Region annotation entries
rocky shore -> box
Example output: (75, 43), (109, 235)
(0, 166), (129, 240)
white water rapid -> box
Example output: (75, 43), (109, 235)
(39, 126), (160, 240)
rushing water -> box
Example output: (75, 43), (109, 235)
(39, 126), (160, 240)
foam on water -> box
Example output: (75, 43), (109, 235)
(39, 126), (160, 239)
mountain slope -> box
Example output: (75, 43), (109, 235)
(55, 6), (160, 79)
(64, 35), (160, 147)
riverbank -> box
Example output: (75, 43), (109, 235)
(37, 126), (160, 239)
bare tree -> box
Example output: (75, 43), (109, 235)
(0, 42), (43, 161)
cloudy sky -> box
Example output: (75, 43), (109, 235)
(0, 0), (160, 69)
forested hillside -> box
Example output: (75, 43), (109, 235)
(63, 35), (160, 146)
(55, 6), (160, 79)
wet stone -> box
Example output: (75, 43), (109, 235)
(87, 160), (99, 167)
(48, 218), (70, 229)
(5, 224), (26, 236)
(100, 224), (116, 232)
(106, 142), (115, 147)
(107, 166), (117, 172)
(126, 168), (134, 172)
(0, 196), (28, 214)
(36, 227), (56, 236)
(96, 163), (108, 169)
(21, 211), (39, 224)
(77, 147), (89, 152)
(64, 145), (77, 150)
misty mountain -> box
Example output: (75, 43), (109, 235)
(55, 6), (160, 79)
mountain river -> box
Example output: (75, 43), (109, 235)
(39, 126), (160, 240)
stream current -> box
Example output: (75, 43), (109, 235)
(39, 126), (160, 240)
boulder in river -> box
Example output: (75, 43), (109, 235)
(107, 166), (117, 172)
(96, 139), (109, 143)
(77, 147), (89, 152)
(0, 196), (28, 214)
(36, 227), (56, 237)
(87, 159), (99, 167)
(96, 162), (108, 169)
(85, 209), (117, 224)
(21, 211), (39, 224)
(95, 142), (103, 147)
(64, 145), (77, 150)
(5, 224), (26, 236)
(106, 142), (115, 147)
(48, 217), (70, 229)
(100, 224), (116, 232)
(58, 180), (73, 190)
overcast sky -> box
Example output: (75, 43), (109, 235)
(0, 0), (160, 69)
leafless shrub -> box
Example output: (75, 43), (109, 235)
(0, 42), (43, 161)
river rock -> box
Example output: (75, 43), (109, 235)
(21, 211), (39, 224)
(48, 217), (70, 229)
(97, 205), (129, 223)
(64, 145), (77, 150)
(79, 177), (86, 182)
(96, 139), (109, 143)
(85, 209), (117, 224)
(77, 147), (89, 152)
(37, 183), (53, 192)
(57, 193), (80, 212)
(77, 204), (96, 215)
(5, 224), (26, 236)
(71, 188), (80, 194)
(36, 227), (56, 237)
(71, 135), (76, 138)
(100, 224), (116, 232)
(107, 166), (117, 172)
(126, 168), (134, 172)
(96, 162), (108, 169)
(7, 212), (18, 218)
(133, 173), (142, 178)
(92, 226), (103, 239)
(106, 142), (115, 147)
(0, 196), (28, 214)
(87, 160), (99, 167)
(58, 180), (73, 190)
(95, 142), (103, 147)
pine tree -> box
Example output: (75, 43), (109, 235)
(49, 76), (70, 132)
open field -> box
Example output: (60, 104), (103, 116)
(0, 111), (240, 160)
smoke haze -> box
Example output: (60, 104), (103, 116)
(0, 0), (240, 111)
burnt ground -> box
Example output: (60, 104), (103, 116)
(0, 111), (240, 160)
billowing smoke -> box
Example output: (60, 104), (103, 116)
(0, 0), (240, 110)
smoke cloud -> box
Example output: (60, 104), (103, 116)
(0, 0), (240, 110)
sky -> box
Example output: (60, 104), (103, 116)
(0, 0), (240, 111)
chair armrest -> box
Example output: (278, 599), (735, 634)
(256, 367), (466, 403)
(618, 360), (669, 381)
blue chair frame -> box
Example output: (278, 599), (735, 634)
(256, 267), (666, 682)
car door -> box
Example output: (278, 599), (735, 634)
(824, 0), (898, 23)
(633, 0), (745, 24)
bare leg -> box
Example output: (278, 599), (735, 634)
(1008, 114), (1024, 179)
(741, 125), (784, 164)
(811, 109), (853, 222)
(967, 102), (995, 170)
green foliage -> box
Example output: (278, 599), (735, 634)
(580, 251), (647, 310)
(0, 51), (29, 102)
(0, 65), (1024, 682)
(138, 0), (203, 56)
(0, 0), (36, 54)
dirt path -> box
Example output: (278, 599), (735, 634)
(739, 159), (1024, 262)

---

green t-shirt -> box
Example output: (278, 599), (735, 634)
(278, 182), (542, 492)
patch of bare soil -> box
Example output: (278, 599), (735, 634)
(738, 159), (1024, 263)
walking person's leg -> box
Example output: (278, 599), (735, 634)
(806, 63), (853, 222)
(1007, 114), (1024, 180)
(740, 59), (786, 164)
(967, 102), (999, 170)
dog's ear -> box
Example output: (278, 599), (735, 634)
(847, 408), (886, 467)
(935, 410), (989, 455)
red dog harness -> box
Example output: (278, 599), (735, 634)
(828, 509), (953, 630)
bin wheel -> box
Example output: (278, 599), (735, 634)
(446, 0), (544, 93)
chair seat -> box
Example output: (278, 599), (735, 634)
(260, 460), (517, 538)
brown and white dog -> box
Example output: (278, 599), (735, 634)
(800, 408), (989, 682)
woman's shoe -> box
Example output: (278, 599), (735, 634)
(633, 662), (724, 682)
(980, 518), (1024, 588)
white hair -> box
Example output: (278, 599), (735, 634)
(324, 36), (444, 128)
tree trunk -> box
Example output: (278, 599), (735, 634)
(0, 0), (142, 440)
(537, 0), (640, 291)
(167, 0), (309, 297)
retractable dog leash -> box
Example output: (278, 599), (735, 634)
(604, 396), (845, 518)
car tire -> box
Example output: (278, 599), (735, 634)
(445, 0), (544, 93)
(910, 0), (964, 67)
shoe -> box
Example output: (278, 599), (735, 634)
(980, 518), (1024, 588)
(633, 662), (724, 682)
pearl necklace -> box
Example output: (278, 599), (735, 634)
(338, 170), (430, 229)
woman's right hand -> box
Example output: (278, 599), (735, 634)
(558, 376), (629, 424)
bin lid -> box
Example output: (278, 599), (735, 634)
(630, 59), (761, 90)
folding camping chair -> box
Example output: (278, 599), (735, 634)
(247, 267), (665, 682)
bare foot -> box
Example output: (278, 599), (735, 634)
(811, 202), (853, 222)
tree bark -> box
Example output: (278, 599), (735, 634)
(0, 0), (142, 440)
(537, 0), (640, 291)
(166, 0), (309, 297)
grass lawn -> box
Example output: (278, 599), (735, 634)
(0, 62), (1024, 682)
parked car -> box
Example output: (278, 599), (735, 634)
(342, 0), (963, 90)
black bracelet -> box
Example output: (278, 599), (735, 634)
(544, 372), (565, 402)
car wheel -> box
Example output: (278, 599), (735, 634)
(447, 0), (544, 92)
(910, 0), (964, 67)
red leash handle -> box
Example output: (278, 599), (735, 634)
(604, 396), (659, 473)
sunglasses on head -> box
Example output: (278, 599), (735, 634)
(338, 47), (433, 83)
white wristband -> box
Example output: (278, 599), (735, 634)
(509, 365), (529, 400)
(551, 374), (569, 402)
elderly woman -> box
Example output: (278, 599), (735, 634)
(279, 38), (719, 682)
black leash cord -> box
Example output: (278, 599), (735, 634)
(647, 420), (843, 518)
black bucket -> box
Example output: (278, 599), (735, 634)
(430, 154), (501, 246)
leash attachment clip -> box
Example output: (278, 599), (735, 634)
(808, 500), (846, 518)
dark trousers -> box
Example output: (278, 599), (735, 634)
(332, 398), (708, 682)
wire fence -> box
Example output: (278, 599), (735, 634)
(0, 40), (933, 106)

--

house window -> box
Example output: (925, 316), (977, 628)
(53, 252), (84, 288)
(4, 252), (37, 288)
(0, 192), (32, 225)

SET EXERCISE = Copy out every line of the records above that contains the string "black".

EXERCISE ANSWER =
black bracelet -> box
black leash cord -> box
black bucket -> box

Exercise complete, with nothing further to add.